STUDY TEXT >>
========

# Rimor motorhome owners



## 106372 (Aug 10, 2007)

I have just purchased a new Rimor Kat 1 but have never seen any on the road. Are there any other Rimor owners out there?


----------



## C7KEN (May 27, 2005)

Go near any motocross racing circuit at about 5pm on a Sunday and watch dozens of them leaving after racing, we all buy Rimor or Kentucky (made in the same factory) because of the excellent garage size, our garage holds a 450cc honda, pressure washer, awning side screens, riding gear, tools, bike stand,BBQ, spares including wheels etc with no bother, some people racing schoolboy motocross manage to transport two bikes in the garage , yes there are many out there and good value for money in my opinion, our Kentucky has been trouble free apart from a blocked gas regulator


----------



## exmusso (Jun 18, 2006)

*Rimor Owners*

Hi there,

I've got a 2006 Rimor Sailer 645TC low profile and recently covered over 8k in Europe during a 3 month trip without any real problems.

========

DATA SHOWN >>
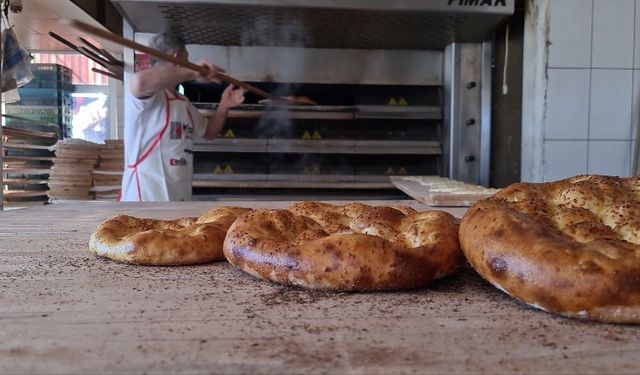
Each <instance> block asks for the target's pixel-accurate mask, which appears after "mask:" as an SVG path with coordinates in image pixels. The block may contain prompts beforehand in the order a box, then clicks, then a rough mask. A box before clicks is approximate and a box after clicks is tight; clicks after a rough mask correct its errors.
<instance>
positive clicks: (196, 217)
mask: <svg viewBox="0 0 640 375" xmlns="http://www.w3.org/2000/svg"><path fill="white" fill-rule="evenodd" d="M248 211H250V210H249V209H247V208H240V207H220V208H216V209H213V210H211V211H208V212H206V213H204V214H203V215H201V216H200V217H187V218H180V219H176V220H156V219H140V218H136V217H133V216H127V215H119V216H116V217H114V218H111V219H109V220H107V221H105V222H103V223H102V224H101V225H100V226H99V227H98V228H97V229H96V230H95V232H93V234H91V237H90V239H89V250H90V251H91V252H93V253H95V254H96V255H99V256H102V257H106V258H110V259H113V260H116V261H119V262H124V263H131V264H138V265H150V266H182V265H192V264H202V263H209V262H215V261H219V260H223V259H224V255H223V252H222V244H223V242H224V237H225V235H226V233H227V230H228V229H229V227H230V226H231V224H233V222H234V221H235V220H236V219H237V218H238V216H240V215H243V214H245V213H246V212H248Z"/></svg>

========

TASK A >> In the Rimor motorhome thread, what was the only trouble C7KEN reports with the Kentucky?
TASK B >> Carry on the Rimor motorhome thread from its last sentence.
The material that comes after the thread is separate from it.

ANSWER SECTION A >> A blocked gas regulator.

ANSWER SECTION B >>
Loads of Rimor motorhomes nearer Italy but not a lot of Brits. Saw a few Superbrigs but as C7Ken says, most of them were used by motorbike users.

Cheers,
Alan


----------



## woodcut (Sep 30, 2006)

*mh*

Hi. yes we have have a superbig 678 great bus

Jeff and Margaret


----------



## waterloo (Mar 6, 2009)

Hi,
I am looking to buy a Superbrig 677 2008.
We are moving to France next year, and wonder about servicing etc.
The Superbrig seems to be a good buy, but does appear to be not too popular, which amazes me.
Have you encountered any problems or have any advice.
thanks terry


----------



## richardp (May 19, 2005)

*Rimor*

Hi Waterloo

We have a 2008 Superbrig 677TC. It is a really good motorhome and good value for money. We previously had a Rimor Europeo on the last transit RWD twin wheel chassis and over 4 years of ownership nothing went wrong. We also got a good price on part exchange!

The 677 on the new transit is a step up and so far has proved that much more luxurious. Apart from several small teething troubles, it has been great so far. We have a LHD version which is good for europe and are looking foward to a skiing trip in February. The Europeo was well insulated and nothing froze on previous winter trips and this new van has an insulated and heated waste tank so should be great as the large rear garage will take all the gear etc.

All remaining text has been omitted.